# TASK BRIEF
Restate the records below word for word.

# MATERIAL FOR THE TASK
--- Start ---
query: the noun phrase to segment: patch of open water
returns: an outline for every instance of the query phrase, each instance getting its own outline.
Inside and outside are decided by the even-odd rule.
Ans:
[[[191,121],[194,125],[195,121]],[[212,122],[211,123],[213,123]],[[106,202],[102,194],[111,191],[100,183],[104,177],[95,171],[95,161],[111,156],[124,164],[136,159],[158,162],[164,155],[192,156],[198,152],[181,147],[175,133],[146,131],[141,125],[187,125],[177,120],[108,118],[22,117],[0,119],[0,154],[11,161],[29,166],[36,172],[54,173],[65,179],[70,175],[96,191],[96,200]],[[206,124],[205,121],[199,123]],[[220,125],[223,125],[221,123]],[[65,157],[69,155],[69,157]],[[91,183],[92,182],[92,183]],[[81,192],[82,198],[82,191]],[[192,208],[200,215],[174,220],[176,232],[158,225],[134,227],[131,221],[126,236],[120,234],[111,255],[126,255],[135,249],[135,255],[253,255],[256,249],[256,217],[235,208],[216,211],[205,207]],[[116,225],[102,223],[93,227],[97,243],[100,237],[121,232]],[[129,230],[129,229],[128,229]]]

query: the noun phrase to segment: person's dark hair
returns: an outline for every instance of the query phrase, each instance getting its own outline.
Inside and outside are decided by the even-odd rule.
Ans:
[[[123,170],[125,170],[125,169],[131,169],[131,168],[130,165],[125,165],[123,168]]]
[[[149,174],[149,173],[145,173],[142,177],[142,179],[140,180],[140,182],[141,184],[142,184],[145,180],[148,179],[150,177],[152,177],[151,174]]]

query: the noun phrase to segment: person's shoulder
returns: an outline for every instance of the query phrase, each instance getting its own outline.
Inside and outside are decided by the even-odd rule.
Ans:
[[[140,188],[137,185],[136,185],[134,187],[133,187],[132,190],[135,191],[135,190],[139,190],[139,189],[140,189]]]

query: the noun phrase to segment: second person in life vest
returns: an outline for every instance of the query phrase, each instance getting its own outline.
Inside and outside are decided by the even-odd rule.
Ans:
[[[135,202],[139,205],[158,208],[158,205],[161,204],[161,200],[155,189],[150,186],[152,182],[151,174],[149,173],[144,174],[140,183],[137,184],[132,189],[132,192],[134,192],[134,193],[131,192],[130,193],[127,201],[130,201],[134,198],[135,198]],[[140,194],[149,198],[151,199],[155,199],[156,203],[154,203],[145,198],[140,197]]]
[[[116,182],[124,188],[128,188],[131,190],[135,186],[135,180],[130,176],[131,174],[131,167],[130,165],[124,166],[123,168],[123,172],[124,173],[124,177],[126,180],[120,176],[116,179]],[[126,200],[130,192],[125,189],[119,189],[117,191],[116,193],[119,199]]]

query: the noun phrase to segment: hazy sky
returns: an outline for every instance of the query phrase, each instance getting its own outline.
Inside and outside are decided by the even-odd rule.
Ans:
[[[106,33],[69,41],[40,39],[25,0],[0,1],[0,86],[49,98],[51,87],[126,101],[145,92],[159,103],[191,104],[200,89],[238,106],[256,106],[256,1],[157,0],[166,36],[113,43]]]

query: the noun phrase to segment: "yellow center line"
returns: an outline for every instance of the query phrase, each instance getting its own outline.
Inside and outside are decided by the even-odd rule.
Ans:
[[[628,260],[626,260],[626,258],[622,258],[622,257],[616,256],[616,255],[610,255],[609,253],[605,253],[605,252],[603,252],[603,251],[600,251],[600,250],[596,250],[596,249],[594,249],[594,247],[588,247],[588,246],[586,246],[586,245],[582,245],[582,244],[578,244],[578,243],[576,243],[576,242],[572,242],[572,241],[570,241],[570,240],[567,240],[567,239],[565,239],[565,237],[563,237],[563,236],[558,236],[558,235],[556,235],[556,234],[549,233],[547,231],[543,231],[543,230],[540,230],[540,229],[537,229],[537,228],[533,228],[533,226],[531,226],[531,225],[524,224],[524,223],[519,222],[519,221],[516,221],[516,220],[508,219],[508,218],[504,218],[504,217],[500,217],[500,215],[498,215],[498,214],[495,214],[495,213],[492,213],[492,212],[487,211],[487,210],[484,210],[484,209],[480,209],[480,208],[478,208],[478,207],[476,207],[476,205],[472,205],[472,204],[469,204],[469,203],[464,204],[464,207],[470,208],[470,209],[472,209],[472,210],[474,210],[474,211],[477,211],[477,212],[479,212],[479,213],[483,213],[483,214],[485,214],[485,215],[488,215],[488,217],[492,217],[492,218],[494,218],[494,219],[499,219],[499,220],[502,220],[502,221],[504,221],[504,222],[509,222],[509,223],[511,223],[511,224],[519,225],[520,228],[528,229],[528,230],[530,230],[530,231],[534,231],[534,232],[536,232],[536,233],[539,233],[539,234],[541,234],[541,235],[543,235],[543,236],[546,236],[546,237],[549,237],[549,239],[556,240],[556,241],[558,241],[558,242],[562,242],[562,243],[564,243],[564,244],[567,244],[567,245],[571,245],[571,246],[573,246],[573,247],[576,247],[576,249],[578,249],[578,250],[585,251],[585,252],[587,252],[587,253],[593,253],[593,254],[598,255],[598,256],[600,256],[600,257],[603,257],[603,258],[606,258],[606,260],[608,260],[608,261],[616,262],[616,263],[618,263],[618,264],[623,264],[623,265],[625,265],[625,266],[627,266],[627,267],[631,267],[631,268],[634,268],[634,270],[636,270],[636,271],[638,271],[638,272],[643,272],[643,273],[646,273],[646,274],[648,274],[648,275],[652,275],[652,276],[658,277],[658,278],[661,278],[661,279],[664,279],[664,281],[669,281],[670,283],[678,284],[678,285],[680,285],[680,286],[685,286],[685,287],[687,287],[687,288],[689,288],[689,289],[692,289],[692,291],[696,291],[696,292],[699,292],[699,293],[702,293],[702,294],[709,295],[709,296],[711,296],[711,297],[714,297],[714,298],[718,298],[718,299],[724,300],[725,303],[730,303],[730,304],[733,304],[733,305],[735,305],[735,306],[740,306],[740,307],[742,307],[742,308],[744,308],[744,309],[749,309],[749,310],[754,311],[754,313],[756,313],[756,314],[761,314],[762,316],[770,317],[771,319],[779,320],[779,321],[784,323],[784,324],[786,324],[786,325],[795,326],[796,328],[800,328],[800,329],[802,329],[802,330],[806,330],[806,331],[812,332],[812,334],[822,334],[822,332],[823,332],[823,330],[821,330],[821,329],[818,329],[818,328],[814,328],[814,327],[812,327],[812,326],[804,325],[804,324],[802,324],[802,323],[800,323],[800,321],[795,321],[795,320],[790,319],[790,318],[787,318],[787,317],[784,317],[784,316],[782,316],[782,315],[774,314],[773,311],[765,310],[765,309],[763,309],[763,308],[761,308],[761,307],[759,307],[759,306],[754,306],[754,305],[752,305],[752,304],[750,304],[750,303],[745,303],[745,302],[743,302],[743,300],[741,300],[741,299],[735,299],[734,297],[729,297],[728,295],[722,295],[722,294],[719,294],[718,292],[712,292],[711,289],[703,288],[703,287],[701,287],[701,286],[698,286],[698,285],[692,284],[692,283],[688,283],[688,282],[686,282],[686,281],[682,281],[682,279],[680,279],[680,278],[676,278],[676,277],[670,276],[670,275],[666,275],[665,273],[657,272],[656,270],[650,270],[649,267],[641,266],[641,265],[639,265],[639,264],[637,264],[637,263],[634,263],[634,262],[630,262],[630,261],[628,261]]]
--- End ---
# WRITTEN SOLUTION
query: the noun phrase to segment: patch of open water
returns: an outline for every instance of the query phrase, each instance getting its own outline.
Inside and outside are decided by the even-odd rule.
Ans:
[[[191,121],[194,125],[195,121]],[[212,122],[211,123],[213,123]],[[106,202],[102,194],[111,191],[100,183],[104,177],[95,171],[95,161],[111,156],[124,164],[136,159],[158,162],[164,155],[192,156],[198,152],[181,147],[175,133],[146,131],[141,125],[187,125],[177,120],[108,118],[22,117],[0,119],[0,154],[11,161],[29,166],[36,172],[54,173],[65,179],[70,175],[96,191],[96,200]],[[206,124],[205,121],[199,123]],[[220,125],[223,125],[221,123]],[[65,157],[69,155],[69,157]],[[91,183],[92,182],[92,183]],[[81,192],[82,198],[82,191]],[[192,208],[200,215],[174,220],[176,232],[158,225],[134,227],[131,221],[126,236],[120,234],[111,255],[126,255],[135,249],[135,255],[253,255],[256,249],[256,217],[235,208],[216,211],[205,207]],[[116,225],[102,223],[93,227],[97,243],[100,237],[121,232]],[[129,230],[129,229],[128,229]]]

query: the noun phrase to segment: person's dark hair
returns: an outline for every instance of the query phrase, each instance getting its own outline.
Inside and outside are decided by the even-odd rule.
Ans:
[[[123,170],[125,170],[125,169],[131,169],[131,168],[130,165],[125,165],[123,168]]]
[[[149,174],[149,173],[145,173],[142,177],[142,179],[140,180],[140,182],[141,184],[142,184],[145,180],[148,179],[150,177],[152,177],[151,174]]]

query: the noun phrase to segment: person's shoulder
returns: an outline for every instance of the query phrase, each instance getting its own outline.
Inside and outside are decided by the even-odd rule.
Ans:
[[[140,188],[137,185],[136,185],[134,187],[133,187],[132,190],[135,191],[135,190],[139,190],[139,189],[140,189]]]

query: the noun phrase to segment: second person in life vest
returns: an outline for every instance of the query phrase, each instance getting its own outline.
Inside and outside are decided by the even-odd rule.
Ans:
[[[135,202],[139,205],[158,208],[158,205],[161,204],[161,200],[155,189],[150,186],[152,182],[151,174],[149,173],[144,174],[140,183],[137,184],[132,189],[132,192],[134,192],[134,193],[131,192],[130,193],[127,201],[130,201],[134,198],[135,198]],[[140,194],[149,198],[151,199],[155,199],[156,203],[154,203],[145,198],[140,197]]]
[[[116,182],[124,188],[128,188],[131,190],[135,186],[135,180],[130,176],[131,174],[131,167],[130,165],[124,166],[123,168],[123,172],[124,173],[124,177],[126,180],[120,176],[116,179]],[[126,200],[130,192],[125,189],[119,189],[117,191],[116,193],[119,199]]]

query: the noun phrase to segment: hazy sky
returns: an outline for every instance of the query phrase, each instance getting its own outline.
Inside and outside are decided by the even-odd rule.
Ans:
[[[106,33],[69,41],[40,39],[25,0],[0,1],[0,86],[49,98],[51,87],[126,101],[145,92],[159,103],[191,104],[200,89],[238,106],[256,106],[256,1],[157,0],[166,36],[113,43]]]

query: the noun phrase to segment: "yellow center line"
returns: an outline for every instance of the query phrase, each instance getting its own outline.
Inside and outside are decided by the even-odd rule.
Ans:
[[[628,260],[626,260],[626,258],[622,258],[622,257],[616,256],[616,255],[610,255],[609,253],[605,253],[605,252],[603,252],[603,251],[600,251],[600,250],[596,250],[596,249],[594,249],[594,247],[588,247],[588,246],[586,246],[586,245],[582,245],[582,244],[578,244],[578,243],[576,243],[576,242],[572,242],[572,241],[570,241],[570,240],[567,240],[567,239],[565,239],[565,237],[563,237],[563,236],[558,236],[558,235],[556,235],[556,234],[549,233],[547,231],[543,231],[543,230],[540,230],[540,229],[537,229],[537,228],[533,228],[533,226],[531,226],[531,225],[524,224],[524,223],[519,222],[519,221],[516,221],[516,220],[508,219],[508,218],[504,218],[504,217],[500,217],[500,215],[498,215],[498,214],[495,214],[495,213],[492,213],[492,212],[487,211],[487,210],[484,210],[484,209],[480,209],[480,208],[478,208],[478,207],[476,207],[476,205],[472,205],[472,204],[469,204],[469,203],[464,204],[464,207],[470,208],[470,209],[472,209],[472,210],[474,210],[474,211],[477,211],[477,212],[479,212],[479,213],[483,213],[483,214],[485,214],[485,215],[488,215],[488,217],[492,217],[492,218],[494,218],[494,219],[499,219],[499,220],[502,220],[502,221],[504,221],[504,222],[509,222],[509,223],[511,223],[511,224],[519,225],[520,228],[528,229],[528,230],[530,230],[530,231],[534,231],[534,232],[536,232],[536,233],[539,233],[539,234],[541,234],[541,235],[543,235],[543,236],[546,236],[546,237],[549,237],[549,239],[556,240],[556,241],[558,241],[558,242],[562,242],[562,243],[564,243],[564,244],[567,244],[567,245],[571,245],[571,246],[573,246],[573,247],[576,247],[576,249],[578,249],[578,250],[585,251],[585,252],[587,252],[587,253],[593,253],[593,254],[598,255],[598,256],[600,256],[600,257],[603,257],[603,258],[606,258],[606,260],[608,260],[608,261],[616,262],[616,263],[618,263],[618,264],[623,264],[623,265],[625,265],[625,266],[627,266],[627,267],[631,267],[631,268],[634,268],[634,270],[636,270],[636,271],[638,271],[638,272],[643,272],[643,273],[646,273],[646,274],[648,274],[648,275],[652,275],[652,276],[658,277],[658,278],[661,278],[661,279],[664,279],[664,281],[669,281],[670,283],[678,284],[678,285],[680,285],[680,286],[685,286],[685,287],[687,287],[687,288],[689,288],[689,289],[692,289],[692,291],[696,291],[696,292],[699,292],[699,293],[702,293],[702,294],[709,295],[709,296],[711,296],[711,297],[714,297],[714,298],[718,298],[718,299],[724,300],[725,303],[730,303],[730,304],[733,304],[733,305],[735,305],[735,306],[740,306],[740,307],[742,307],[742,308],[744,308],[744,309],[749,309],[749,310],[754,311],[754,313],[756,313],[756,314],[761,314],[762,316],[770,317],[771,319],[779,320],[779,321],[784,323],[784,324],[786,324],[786,325],[795,326],[796,328],[800,328],[800,329],[802,329],[802,330],[806,330],[806,331],[812,332],[812,334],[822,334],[822,332],[823,332],[823,330],[821,330],[821,329],[818,329],[818,328],[814,328],[814,327],[812,327],[812,326],[804,325],[804,324],[802,324],[802,323],[800,323],[800,321],[795,321],[795,320],[790,319],[790,318],[787,318],[787,317],[784,317],[784,316],[782,316],[782,315],[774,314],[773,311],[765,310],[765,309],[763,309],[763,308],[761,308],[761,307],[759,307],[759,306],[754,306],[754,305],[752,305],[752,304],[750,304],[750,303],[745,303],[745,302],[743,302],[743,300],[741,300],[741,299],[735,299],[734,297],[729,297],[728,295],[722,295],[722,294],[719,294],[718,292],[712,292],[711,289],[703,288],[703,287],[701,287],[701,286],[698,286],[698,285],[692,284],[692,283],[688,283],[688,282],[686,282],[686,281],[682,281],[682,279],[680,279],[680,278],[676,278],[676,277],[670,276],[670,275],[666,275],[665,273],[657,272],[656,270],[650,270],[649,267],[641,266],[641,265],[639,265],[639,264],[637,264],[637,263],[634,263],[634,262],[630,262],[630,261],[628,261]]]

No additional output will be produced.